*任务:*
列出下面列表中包含词语“green”的每一行。

*所给数据:*
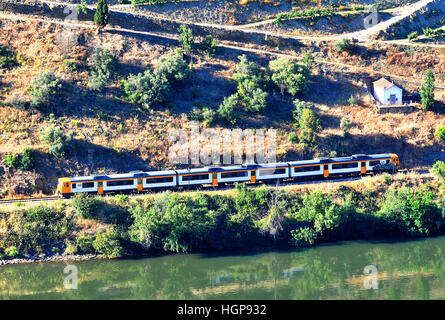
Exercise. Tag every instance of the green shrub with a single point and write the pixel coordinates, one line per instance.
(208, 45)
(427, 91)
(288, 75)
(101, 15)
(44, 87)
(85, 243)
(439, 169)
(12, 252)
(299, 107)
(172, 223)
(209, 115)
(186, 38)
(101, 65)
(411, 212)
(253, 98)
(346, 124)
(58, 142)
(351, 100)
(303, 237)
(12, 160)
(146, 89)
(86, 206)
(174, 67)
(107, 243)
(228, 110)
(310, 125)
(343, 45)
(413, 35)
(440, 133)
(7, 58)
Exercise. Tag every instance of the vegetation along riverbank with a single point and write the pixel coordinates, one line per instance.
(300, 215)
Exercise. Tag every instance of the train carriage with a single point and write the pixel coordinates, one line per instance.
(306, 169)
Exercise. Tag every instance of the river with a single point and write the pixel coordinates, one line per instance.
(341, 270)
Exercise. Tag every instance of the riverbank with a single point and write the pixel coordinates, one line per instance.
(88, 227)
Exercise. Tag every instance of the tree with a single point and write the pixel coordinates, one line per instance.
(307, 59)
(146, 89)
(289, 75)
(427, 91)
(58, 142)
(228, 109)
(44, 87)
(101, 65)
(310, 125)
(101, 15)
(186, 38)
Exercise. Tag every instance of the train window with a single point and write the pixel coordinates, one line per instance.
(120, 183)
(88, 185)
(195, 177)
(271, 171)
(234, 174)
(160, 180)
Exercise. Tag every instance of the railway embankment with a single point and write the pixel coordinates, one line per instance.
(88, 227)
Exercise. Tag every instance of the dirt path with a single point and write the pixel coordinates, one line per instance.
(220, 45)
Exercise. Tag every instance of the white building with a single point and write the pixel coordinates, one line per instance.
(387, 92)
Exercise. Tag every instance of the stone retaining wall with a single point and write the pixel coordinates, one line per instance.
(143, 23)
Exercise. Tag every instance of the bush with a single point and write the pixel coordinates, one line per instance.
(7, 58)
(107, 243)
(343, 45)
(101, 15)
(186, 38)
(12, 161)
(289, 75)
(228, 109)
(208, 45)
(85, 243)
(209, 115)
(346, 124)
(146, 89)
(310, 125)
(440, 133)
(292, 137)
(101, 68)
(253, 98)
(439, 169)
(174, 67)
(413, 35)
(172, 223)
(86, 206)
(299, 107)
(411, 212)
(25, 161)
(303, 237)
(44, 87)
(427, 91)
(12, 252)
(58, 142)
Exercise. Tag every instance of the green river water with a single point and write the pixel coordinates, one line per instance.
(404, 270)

* * *

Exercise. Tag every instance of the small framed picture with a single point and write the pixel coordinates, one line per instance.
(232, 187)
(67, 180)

*任务答案:*
Exercise. Tag every instance of the green shrub with a single point and write the pixel coordinates, one line per instance.
Exercise. Tag every instance of the green river water with a single point and write the pixel coordinates, one line per instance.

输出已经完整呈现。